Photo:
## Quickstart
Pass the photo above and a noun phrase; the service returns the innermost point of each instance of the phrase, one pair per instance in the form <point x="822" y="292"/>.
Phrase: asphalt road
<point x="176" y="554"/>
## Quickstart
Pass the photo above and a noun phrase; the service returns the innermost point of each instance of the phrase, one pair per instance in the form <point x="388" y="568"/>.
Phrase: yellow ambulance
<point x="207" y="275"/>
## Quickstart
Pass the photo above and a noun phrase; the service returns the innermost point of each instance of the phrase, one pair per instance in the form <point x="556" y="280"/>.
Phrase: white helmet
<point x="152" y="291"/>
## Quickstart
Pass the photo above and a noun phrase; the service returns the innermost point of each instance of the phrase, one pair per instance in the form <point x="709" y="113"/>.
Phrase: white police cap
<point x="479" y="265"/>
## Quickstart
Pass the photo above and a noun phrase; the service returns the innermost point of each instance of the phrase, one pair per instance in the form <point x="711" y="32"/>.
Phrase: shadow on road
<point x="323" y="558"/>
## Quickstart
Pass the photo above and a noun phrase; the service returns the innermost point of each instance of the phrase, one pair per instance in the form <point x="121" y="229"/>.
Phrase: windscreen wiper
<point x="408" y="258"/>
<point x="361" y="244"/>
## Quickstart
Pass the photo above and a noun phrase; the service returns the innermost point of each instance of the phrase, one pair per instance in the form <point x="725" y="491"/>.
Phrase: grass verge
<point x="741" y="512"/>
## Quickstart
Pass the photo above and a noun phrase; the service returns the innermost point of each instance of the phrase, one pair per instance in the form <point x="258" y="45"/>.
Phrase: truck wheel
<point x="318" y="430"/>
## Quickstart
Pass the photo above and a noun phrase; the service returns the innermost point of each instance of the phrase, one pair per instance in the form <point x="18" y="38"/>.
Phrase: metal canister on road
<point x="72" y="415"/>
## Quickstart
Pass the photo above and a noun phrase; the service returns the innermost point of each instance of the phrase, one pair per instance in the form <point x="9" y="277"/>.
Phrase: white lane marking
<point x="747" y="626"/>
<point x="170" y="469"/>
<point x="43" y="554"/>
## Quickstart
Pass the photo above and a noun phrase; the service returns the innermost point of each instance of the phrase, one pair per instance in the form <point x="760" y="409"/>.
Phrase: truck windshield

----

=== Task details ===
Gather every line in the records above that contains the word "service", and copy each of those lines in full.

=== Exercise response ===
Pass the photo above and a noun phrase; the service returns the innermost point of each instance of the phrase, one pair per instance in the form <point x="822" y="292"/>.
Pass the photo above and a noun phrase; the service returns the innermost point of each instance of the phrase, one pair per instance in the form <point x="388" y="568"/>.
Pass the photo above and a noun phrase; the service returns the innermost point of each instance of the phrase, one pair per instance in the form <point x="556" y="280"/>.
Pass the photo above and a noun phrase; the service returns the innermost point of each instance of the phrase, one pair per instance in the form <point x="709" y="113"/>.
Pass the photo above and a noun phrase; the service returns the innermost point of each instance of the phrase, one pair per instance in the form <point x="711" y="32"/>.
Pass the photo above and a noun phrase; the service returns the innermost point of each instance of the phrase, one pair per instance in the form <point x="121" y="229"/>.
Pass the photo above and a noun phrase; the service returns the innermost point of each instance of the phrase, one pair per instance in the form <point x="725" y="491"/>.
Pass the photo above and a noun phrase; the service returns the innermost point of each instance of the phrase, one pair per instance in the form <point x="258" y="45"/>.
Pass the photo above and a noun phrase; the service returns the innermost point of each instance of the phrase, one pair per instance in the form <point x="18" y="38"/>.
Pass the photo above and a noun phrase; the service returns the innermost point of each instance of the phrase, one pair per instance in the form <point x="9" y="277"/>.
Pass the photo above and a noun phrase; the service returns the innermost point of each instance of the phrase, one pair per instance in the form <point x="760" y="409"/>.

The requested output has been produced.